## Exercise
Starting from the line that holds "Reviewer check: make sure each instance of the green", print every line through the end of the records, first and last included.

## Supplied entries

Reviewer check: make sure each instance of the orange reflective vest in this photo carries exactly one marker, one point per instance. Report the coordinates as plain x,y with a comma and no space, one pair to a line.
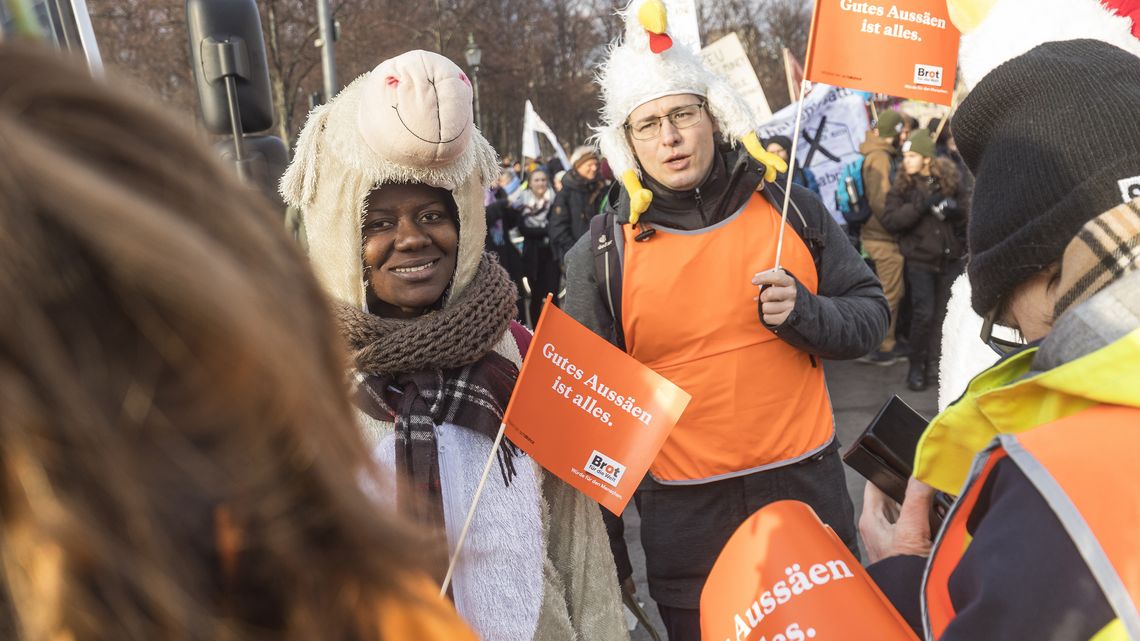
689,313
1096,500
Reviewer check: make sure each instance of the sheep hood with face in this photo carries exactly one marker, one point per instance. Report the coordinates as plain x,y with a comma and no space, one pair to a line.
409,120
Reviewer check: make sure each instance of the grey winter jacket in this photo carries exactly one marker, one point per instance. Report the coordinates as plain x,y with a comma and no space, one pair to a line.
848,316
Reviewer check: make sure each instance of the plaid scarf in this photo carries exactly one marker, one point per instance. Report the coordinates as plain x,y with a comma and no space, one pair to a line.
472,397
1105,249
438,368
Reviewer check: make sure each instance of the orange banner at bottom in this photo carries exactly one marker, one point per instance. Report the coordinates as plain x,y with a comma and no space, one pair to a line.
786,576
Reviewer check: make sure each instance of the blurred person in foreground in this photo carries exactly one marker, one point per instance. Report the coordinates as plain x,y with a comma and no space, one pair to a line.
1041,543
391,175
178,457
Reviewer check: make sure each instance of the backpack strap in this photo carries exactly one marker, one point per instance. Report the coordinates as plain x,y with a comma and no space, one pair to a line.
607,243
811,235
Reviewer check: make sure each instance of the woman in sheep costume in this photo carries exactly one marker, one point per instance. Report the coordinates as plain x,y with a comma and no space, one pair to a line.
390,176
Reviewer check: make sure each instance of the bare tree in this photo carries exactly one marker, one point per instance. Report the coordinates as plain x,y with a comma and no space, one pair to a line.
543,50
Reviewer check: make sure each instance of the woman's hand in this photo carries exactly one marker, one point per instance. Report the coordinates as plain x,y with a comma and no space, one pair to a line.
892,530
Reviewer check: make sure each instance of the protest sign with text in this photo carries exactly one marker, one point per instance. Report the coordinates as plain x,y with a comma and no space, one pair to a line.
833,126
726,57
906,48
588,412
786,576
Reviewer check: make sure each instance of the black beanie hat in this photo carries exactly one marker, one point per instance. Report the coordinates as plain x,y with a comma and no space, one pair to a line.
1053,140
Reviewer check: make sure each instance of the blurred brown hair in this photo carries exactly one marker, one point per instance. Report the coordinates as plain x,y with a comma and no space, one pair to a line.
941,168
168,370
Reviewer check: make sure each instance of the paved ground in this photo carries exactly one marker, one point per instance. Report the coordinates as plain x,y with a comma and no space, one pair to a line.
857,391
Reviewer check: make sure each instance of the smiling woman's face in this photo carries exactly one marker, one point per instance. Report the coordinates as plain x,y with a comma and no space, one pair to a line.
410,243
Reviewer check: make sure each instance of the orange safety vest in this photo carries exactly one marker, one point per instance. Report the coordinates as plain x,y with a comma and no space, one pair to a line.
689,314
1097,501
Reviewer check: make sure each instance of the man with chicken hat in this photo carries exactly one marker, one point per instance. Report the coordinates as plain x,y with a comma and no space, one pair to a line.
678,273
1041,543
391,176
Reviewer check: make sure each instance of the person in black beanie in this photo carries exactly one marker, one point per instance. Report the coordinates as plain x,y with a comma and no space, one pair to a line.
1041,543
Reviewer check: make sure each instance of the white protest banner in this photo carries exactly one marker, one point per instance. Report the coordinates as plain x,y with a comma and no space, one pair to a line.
833,127
683,26
531,127
726,57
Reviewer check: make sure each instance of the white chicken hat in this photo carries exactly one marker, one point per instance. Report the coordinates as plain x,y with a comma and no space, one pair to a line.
998,31
643,66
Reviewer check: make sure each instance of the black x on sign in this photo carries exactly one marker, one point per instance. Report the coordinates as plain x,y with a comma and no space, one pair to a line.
813,139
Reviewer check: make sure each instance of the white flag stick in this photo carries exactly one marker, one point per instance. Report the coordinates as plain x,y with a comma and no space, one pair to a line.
471,511
795,137
791,171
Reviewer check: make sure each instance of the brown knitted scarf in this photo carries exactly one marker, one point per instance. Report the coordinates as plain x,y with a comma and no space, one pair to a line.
437,368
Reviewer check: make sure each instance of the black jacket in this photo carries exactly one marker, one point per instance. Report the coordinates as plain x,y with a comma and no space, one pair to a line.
846,319
998,589
573,207
923,238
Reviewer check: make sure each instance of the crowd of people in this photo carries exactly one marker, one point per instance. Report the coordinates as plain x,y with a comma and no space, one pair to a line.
208,433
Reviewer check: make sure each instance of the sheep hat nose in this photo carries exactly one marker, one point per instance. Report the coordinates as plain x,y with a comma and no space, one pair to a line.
415,110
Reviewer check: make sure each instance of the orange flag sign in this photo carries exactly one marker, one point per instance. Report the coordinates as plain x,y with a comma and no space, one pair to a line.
786,576
906,48
588,412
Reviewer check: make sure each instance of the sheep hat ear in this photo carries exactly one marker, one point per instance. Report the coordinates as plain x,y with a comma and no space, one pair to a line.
415,111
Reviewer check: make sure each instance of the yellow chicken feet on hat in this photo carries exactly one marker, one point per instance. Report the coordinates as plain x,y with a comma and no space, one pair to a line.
638,195
968,14
773,164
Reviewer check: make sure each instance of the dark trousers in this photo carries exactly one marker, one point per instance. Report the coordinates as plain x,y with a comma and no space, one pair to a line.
681,624
929,290
683,528
544,274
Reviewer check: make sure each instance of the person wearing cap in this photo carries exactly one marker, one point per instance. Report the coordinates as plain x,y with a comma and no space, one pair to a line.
881,156
391,176
927,208
672,272
577,202
1041,543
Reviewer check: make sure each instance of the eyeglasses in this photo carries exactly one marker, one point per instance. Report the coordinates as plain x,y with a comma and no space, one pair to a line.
682,118
1002,347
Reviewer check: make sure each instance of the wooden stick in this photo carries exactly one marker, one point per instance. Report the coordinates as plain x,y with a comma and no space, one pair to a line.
471,511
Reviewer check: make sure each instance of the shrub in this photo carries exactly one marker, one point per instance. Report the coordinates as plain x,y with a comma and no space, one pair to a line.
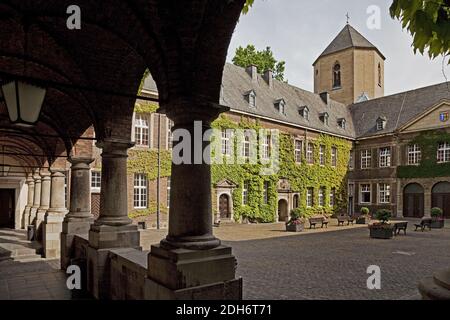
436,212
364,211
383,215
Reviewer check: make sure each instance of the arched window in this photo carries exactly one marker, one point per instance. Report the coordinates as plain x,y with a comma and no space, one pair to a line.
379,74
337,75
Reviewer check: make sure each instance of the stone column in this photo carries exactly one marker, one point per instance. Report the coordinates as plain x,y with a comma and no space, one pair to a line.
30,201
36,197
79,219
190,263
45,202
113,229
52,227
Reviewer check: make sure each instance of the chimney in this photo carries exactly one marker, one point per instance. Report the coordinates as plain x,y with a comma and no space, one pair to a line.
325,96
268,77
252,70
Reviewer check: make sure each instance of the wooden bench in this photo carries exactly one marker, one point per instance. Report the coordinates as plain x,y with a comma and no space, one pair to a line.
318,220
399,226
343,219
425,222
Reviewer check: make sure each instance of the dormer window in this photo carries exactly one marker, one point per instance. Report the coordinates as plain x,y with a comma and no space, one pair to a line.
250,96
304,112
324,118
381,123
280,105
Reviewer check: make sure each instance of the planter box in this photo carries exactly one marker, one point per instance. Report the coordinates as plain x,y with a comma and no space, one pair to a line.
295,227
437,224
362,220
381,233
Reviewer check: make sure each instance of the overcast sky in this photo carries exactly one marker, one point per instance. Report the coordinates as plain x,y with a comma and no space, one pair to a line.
299,30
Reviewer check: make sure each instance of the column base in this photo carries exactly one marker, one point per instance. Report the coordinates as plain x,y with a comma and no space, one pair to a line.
51,234
184,273
102,239
436,287
70,228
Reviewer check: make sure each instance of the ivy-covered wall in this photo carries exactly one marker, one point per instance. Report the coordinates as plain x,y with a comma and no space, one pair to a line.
428,167
300,175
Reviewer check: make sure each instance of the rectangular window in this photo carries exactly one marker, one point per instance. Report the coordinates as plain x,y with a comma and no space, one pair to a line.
414,154
443,152
266,147
365,193
309,197
334,156
140,191
168,192
366,159
266,192
226,143
96,180
245,188
333,197
141,130
385,157
322,155
310,153
298,150
384,192
322,197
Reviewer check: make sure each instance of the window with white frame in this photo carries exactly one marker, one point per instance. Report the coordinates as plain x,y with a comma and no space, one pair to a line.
140,191
266,146
365,193
245,188
226,142
443,152
96,181
266,192
169,134
333,156
366,159
322,155
384,193
385,157
298,150
310,153
322,197
309,197
141,130
168,192
414,154
333,197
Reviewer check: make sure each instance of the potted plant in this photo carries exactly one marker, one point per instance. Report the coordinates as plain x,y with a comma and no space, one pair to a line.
437,220
296,223
382,229
364,217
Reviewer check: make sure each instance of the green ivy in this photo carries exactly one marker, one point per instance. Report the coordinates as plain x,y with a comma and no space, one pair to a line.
428,167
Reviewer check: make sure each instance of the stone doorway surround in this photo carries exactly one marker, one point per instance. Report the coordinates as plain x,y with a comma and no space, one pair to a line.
224,187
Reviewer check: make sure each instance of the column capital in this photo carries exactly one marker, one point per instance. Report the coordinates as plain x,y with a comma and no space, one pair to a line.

## Response for this exercise
Reviewer check: make sure each instance of the green ivy in this photo carries exactly one marker, one point per instance. Report the coordinates as plain x,y with a comma and no space, one pair to a line.
428,167
Reviewer check: make sure each instance of the stone doorway surround in this photo carries exactly one marker, one point per instance. Report the coordinates as plain x,y with a comma and no space, one pair to a line.
224,187
Reviewer check: make sure each instance of the column capital in this photo carries exactly one marker, one point per instance. Report the coordinates as plain x,y with a comma and no space, one pair to a line.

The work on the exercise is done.